• Excerpt to read
□ □ □
There were more than 200,000 abortions in England and Wales last year, the highest number ever recorded.
Over the past ten years rates have been increasing among older women aged over 35, figures from the Department of Health and Social Care show.
In total, there were 200,608 abortions in women living in England and Wales in 2018. Rates have gone up in women aged 30-34 and the over 35s – from 6.7 to 9.2 per 1,000 women between 2008 and 2018.
Almost all abortions were funded by the NHS and repeat abortions were at their highest level in ten years.
More than 50,000 women had previously had one abortion. More than 60 women had undergone eight or more abortions.
There was a 42 per cent increase in abortions for babies diagnosed with Down’s syndrome since 2008.
Clare McCarthy of Right to Life said, ‘Every one of these abortions represents a failure of our society to protect the lives of babies in the womb and a failure to offer full support to women with unplanned pregnancies’.
□ □ □
• Prompt A
List every organization named in the article on abortion figures in England and Wales.
• Prompt B
Write the next part of the article on abortion figures in England and Wales, beginning after its final sentence.

(Stored data entries)
□ □ □
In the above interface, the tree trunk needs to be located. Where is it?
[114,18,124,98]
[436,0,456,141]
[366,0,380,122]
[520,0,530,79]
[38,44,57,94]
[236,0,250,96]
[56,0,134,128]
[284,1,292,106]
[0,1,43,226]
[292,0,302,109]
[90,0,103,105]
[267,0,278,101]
□ □ □
• Response box A
Department of Health and Social Care
NHS
Right to Life

• Response box B
The Society for the Protection of Unborn Children described the figures as alarming, warning that women’s health is being put beneath pro-abortion ideology.
And the Don’t Screen Us Out campaign warned that Down’s syndrome abortions are set to increase even further under Government plans for Non-Invasive Prenatal Testing (NIPT).
Meanwhile international research indicates that sex-selective abortions may have resulted in the deaths of more than 23 million girls around the world.
Research from the National University of Singapore, reported in the New Scientist, found that since sex-selective abortion became readily available in the 1970s, male births dominated in twelve countries.
The majority of ‘missing’ females are in China and India. Researchers analysed data from 202 different countries for 1970 to 2017, looking specifically at sex ratio at birth and sex ratio imbalance.
China alone accounts for 51 per cent of the missing girls (11.9 million), and India a further 10.6 million.